JOB ITEM -> Please pull out every line of the data below that contains the string "positive". Case counts.

START DATA EXTRACT

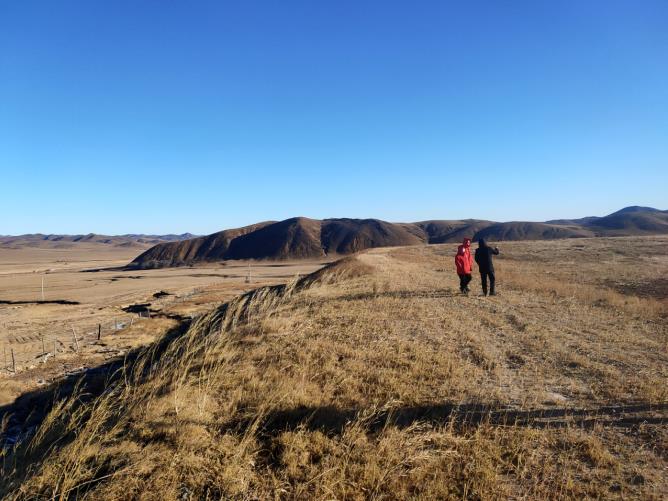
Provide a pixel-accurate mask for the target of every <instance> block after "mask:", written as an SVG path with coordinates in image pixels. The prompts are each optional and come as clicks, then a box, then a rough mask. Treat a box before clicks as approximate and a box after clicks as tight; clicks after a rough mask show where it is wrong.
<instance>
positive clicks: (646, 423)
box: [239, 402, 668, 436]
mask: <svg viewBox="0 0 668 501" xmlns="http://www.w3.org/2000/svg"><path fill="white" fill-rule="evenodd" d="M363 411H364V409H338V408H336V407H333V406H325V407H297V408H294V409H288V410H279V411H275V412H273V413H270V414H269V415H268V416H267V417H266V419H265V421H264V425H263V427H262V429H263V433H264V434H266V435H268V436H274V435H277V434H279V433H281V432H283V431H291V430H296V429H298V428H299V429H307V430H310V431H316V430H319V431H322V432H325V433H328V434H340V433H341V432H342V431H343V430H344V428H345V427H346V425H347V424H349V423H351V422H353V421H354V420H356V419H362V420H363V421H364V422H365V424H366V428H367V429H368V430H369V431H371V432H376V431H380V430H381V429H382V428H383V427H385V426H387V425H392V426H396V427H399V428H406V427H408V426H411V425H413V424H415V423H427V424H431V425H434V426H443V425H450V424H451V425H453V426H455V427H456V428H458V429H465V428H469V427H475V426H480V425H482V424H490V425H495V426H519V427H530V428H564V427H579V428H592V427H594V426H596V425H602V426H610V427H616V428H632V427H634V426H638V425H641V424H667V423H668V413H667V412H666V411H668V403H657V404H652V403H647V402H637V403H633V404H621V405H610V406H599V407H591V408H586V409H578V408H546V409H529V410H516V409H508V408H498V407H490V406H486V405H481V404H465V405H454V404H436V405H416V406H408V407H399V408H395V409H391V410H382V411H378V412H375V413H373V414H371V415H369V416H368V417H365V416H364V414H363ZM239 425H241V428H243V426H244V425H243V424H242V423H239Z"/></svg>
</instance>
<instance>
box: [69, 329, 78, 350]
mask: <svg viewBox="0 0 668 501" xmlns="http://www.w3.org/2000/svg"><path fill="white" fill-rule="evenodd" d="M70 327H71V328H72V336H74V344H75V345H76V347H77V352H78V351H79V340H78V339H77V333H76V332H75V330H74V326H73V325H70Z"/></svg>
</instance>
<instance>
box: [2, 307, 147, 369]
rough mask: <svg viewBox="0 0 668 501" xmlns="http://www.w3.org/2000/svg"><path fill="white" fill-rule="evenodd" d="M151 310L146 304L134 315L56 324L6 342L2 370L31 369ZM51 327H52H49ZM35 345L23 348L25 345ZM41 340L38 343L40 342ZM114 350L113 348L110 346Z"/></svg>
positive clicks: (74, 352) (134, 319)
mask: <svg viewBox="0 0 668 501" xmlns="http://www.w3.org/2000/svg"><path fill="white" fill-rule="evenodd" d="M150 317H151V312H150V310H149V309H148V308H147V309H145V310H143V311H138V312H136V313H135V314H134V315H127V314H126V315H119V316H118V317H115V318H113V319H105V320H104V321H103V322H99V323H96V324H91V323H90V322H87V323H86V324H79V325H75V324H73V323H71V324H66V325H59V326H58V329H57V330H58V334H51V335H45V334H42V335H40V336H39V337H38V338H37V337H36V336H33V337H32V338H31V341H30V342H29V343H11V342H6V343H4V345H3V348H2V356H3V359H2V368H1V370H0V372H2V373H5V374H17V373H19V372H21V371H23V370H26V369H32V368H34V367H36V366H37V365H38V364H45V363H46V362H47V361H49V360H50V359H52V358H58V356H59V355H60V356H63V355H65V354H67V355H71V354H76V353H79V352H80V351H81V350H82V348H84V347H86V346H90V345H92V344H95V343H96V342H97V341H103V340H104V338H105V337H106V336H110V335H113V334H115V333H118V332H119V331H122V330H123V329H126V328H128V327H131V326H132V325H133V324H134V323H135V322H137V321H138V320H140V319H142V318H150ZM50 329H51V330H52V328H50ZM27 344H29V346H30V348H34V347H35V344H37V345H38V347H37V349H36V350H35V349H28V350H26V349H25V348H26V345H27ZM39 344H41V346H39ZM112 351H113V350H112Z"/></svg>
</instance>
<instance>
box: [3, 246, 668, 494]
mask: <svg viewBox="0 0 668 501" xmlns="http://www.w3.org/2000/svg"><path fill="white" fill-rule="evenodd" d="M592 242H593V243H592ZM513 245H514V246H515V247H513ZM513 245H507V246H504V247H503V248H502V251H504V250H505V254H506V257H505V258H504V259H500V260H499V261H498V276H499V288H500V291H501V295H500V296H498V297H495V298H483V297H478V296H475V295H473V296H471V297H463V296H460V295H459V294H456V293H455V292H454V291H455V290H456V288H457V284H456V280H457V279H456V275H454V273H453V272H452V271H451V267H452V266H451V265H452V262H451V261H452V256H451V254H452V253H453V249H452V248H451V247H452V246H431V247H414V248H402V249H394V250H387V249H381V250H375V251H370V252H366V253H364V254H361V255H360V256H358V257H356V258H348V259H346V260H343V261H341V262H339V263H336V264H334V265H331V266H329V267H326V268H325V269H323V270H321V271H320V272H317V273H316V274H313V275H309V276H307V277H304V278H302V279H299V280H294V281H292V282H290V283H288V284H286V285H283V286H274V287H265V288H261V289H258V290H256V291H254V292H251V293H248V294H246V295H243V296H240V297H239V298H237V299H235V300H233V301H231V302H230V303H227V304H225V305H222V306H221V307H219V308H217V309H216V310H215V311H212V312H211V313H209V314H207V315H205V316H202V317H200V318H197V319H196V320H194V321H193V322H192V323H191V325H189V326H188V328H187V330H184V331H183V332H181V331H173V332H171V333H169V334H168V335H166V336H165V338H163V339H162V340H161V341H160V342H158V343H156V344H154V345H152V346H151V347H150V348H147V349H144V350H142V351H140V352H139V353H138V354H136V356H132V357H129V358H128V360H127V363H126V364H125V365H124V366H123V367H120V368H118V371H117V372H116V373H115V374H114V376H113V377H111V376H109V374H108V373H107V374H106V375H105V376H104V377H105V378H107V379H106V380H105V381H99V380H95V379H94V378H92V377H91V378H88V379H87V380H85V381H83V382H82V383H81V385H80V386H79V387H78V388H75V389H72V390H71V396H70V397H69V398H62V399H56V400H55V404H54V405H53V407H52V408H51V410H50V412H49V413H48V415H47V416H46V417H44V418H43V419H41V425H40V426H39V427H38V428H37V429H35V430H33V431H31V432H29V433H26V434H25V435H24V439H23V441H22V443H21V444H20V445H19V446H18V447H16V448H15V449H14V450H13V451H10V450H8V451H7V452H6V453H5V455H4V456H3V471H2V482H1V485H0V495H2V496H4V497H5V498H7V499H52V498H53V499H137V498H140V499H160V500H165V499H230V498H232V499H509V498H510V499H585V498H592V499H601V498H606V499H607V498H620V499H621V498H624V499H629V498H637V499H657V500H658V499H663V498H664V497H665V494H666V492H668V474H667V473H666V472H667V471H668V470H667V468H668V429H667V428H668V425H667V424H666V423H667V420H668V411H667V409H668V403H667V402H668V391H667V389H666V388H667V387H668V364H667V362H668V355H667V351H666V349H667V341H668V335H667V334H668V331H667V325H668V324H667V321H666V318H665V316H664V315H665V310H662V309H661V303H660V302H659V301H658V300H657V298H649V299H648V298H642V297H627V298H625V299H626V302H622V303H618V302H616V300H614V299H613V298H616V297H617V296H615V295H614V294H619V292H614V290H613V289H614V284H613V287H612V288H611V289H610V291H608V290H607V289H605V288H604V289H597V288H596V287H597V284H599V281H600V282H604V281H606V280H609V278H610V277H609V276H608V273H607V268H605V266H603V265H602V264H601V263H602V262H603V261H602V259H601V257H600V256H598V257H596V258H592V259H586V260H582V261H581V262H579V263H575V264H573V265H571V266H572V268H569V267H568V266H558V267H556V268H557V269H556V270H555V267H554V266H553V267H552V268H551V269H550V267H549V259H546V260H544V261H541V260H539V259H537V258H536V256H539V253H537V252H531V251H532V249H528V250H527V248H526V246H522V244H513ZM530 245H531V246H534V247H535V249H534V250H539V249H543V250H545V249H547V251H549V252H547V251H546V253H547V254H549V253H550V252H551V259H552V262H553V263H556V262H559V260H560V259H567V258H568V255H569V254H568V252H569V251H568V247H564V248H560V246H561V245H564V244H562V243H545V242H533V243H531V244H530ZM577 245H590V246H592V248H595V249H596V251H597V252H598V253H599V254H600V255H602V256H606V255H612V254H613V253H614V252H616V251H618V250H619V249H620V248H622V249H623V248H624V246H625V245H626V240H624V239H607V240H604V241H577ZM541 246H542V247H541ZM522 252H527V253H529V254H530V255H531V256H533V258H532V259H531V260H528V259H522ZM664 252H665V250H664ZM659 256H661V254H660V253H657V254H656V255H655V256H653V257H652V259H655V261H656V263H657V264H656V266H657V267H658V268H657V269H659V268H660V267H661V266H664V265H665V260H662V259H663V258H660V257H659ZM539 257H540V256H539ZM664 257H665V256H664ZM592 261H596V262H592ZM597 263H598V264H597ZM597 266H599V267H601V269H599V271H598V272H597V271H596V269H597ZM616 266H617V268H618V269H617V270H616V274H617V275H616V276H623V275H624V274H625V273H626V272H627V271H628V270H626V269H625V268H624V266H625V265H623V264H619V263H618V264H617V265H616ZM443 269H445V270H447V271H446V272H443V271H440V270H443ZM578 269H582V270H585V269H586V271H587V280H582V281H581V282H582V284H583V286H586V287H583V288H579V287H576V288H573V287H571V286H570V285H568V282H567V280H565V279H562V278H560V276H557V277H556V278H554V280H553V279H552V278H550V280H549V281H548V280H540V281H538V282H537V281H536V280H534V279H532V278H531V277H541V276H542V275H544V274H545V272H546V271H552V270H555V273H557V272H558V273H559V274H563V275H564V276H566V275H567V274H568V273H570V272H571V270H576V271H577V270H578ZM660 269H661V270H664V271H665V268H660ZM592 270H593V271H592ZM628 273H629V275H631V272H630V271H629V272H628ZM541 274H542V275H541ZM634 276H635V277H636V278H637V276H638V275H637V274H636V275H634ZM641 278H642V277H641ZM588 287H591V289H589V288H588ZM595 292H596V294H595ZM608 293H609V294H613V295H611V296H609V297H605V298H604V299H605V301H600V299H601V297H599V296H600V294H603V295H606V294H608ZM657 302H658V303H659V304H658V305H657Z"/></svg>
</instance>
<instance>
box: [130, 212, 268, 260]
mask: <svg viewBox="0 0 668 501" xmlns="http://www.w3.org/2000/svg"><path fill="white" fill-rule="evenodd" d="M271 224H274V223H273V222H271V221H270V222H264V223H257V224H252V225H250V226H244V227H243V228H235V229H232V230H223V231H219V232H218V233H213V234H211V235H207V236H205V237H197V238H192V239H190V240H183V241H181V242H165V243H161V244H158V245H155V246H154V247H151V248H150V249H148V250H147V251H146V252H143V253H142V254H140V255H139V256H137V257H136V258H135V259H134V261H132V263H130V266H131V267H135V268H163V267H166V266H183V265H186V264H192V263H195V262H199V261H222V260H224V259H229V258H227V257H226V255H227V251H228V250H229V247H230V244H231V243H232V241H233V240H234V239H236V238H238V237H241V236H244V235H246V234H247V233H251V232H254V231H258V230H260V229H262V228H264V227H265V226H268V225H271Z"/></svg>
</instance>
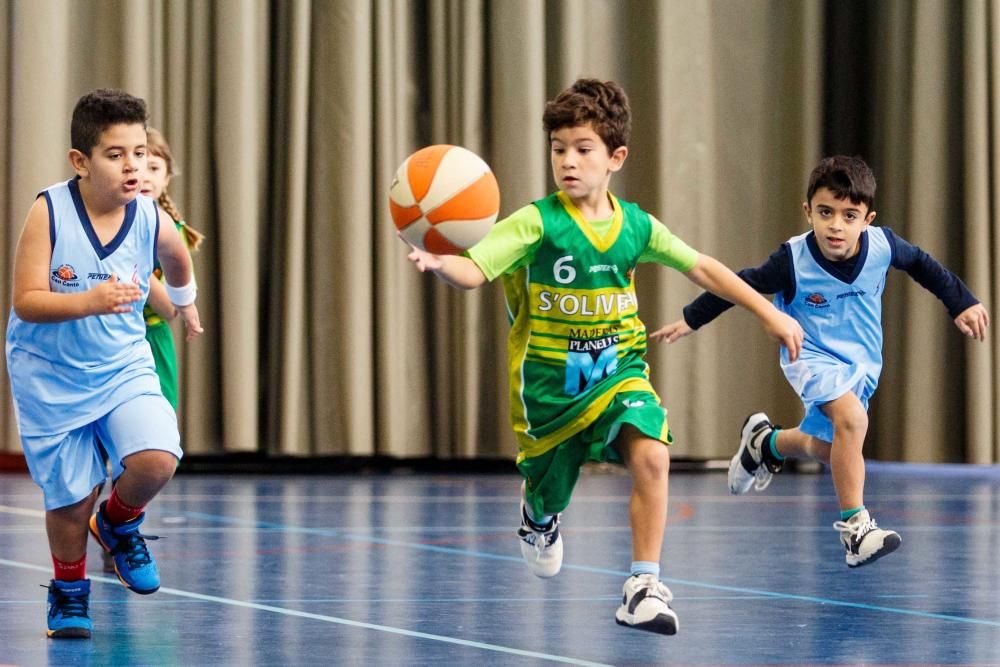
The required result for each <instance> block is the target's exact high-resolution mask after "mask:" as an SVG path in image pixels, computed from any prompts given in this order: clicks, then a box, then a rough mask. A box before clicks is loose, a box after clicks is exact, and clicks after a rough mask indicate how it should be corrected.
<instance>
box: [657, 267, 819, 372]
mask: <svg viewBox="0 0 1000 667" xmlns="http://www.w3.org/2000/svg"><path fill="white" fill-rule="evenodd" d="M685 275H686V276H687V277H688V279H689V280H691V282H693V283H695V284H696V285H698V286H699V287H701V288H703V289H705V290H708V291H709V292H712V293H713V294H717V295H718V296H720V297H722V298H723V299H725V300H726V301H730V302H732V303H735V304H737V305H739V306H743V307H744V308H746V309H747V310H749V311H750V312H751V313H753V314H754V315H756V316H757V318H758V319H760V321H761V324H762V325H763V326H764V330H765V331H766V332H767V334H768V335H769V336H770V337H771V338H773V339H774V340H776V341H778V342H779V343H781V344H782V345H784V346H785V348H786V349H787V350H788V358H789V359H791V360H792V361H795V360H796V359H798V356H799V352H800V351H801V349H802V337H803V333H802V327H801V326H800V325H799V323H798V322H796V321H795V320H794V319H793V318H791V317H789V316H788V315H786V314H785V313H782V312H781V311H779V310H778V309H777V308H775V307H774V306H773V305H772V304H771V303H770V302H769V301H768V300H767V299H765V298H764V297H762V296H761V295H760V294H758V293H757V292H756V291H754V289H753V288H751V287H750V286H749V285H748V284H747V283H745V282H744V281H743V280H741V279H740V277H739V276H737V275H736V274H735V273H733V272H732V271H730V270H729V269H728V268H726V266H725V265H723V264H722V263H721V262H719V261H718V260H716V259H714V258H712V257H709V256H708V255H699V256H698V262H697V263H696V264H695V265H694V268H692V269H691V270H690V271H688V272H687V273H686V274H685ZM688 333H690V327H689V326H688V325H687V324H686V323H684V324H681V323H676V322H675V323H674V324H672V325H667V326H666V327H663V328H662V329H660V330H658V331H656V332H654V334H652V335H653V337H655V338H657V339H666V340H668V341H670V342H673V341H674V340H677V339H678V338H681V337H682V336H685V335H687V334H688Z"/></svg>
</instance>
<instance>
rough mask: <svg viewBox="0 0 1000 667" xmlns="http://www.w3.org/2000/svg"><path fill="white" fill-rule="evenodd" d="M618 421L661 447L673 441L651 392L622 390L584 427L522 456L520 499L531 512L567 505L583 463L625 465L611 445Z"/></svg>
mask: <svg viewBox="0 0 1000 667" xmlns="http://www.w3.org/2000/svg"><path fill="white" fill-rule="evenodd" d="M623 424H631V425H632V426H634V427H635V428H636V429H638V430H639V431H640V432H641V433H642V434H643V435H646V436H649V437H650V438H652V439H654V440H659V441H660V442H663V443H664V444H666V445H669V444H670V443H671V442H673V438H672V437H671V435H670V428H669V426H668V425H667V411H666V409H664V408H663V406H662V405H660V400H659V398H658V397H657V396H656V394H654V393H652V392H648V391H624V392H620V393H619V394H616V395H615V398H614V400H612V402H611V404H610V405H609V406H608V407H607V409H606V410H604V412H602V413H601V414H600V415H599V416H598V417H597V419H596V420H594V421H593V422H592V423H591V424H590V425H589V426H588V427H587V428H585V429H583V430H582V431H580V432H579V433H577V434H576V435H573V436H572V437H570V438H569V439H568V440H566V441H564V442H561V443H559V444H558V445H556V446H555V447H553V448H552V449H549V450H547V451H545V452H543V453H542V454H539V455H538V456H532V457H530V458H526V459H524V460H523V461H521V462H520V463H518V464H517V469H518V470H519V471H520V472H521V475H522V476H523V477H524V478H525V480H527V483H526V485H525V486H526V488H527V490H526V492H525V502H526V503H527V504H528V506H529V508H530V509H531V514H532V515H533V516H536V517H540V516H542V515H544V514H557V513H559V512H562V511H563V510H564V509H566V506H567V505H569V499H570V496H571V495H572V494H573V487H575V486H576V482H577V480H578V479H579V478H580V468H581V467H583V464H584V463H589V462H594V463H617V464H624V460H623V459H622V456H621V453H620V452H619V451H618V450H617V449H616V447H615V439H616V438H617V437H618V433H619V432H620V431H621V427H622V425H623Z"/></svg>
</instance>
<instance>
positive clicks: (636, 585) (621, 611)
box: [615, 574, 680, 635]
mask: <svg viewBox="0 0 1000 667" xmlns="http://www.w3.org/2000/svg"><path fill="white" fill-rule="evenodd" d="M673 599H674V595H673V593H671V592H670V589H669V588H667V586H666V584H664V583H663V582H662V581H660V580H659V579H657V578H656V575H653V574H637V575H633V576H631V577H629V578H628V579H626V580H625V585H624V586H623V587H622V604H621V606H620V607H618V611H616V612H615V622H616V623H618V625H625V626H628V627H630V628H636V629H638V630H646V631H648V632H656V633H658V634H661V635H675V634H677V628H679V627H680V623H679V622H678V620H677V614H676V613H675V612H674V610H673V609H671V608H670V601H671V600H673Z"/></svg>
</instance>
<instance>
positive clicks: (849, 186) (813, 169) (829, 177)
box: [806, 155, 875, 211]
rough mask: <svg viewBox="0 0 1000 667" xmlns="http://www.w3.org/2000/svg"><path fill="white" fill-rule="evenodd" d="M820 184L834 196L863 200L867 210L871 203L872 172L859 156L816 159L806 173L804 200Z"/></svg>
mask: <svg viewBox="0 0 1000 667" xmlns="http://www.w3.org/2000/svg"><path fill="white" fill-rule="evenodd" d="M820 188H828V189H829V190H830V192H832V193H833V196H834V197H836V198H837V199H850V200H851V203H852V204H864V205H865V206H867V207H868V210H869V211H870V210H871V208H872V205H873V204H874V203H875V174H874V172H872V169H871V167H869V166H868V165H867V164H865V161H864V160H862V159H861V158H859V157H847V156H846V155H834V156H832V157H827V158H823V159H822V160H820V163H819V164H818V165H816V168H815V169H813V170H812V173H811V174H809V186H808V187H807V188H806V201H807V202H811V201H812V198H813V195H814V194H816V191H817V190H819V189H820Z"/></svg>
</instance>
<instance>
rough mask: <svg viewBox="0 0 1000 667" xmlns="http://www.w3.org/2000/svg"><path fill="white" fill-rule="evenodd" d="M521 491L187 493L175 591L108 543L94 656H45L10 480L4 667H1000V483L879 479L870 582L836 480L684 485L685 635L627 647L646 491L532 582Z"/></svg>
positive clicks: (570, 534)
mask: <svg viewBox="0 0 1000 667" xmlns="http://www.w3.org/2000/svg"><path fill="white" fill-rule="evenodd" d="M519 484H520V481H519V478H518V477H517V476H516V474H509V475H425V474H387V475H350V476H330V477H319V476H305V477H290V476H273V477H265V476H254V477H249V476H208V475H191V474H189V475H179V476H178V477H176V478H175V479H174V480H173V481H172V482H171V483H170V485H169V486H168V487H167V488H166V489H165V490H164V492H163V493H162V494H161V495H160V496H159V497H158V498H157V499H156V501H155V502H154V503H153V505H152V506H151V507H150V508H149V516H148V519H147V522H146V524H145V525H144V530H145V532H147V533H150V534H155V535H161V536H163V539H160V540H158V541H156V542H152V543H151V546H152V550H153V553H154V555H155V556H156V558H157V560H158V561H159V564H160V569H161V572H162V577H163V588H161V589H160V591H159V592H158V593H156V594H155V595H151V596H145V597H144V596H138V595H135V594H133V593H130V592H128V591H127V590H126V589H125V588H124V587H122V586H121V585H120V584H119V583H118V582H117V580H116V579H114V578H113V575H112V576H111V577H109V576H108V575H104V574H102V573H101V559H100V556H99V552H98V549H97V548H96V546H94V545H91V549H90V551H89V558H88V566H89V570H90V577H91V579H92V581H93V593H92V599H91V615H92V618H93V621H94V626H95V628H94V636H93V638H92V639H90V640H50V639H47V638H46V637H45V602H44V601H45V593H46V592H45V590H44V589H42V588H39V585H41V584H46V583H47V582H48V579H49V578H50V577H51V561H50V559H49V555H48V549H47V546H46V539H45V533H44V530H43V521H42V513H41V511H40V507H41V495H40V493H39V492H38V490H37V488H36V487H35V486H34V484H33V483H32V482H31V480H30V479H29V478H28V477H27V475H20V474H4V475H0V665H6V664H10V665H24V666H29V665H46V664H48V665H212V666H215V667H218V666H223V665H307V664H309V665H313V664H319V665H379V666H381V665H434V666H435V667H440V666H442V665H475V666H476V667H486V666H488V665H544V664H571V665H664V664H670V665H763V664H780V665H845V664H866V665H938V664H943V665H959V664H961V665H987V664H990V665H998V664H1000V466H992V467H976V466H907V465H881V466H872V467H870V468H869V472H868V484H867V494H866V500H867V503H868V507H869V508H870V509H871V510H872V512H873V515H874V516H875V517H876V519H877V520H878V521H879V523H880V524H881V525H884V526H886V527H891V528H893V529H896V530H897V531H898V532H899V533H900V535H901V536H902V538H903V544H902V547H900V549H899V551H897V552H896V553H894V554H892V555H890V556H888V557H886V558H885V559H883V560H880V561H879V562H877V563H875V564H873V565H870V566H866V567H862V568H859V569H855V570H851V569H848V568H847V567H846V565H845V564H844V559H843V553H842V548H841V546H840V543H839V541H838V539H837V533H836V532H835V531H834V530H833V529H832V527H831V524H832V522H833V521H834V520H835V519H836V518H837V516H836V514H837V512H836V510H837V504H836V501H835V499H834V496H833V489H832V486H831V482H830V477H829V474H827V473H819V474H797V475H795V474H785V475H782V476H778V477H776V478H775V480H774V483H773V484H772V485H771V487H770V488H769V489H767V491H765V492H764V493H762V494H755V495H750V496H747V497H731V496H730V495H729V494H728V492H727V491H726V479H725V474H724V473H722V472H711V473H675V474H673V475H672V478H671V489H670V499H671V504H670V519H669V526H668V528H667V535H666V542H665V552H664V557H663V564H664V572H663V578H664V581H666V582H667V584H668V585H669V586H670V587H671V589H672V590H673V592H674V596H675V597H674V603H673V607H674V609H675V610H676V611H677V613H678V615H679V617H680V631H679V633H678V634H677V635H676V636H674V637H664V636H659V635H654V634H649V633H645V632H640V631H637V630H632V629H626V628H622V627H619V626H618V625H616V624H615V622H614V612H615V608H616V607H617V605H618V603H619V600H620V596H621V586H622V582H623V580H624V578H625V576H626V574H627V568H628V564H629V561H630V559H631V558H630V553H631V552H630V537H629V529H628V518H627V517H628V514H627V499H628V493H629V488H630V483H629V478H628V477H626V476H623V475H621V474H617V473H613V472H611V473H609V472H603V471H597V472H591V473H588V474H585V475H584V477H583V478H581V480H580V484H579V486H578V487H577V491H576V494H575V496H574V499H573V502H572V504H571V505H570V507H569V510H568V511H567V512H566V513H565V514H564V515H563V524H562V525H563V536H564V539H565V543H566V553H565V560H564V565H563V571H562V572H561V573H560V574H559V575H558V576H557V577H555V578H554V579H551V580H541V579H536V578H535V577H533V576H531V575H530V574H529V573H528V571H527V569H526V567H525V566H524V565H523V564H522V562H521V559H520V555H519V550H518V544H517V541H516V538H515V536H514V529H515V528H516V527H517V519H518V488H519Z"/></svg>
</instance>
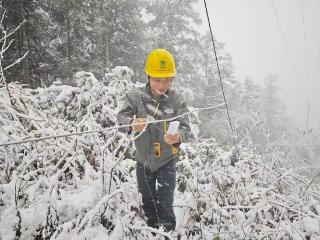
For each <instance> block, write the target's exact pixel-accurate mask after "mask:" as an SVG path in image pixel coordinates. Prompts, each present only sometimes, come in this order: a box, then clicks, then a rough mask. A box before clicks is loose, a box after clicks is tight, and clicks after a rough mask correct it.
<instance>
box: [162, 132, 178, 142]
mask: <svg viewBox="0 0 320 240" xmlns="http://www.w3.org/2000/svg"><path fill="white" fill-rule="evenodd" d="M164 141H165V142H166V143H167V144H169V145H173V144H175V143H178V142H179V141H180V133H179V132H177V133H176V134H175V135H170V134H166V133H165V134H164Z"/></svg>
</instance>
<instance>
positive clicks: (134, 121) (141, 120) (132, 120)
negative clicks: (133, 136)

END DATA EXTRACT

OUTPUT FOR THIS EXERCISE ->
positive clicks: (646, 423)
positive clicks: (74, 352) (134, 319)
positive clicks: (636, 585) (621, 611)
positive clicks: (849, 186) (813, 169) (829, 177)
positive clicks: (570, 534)
positive clicks: (134, 121) (141, 120) (132, 120)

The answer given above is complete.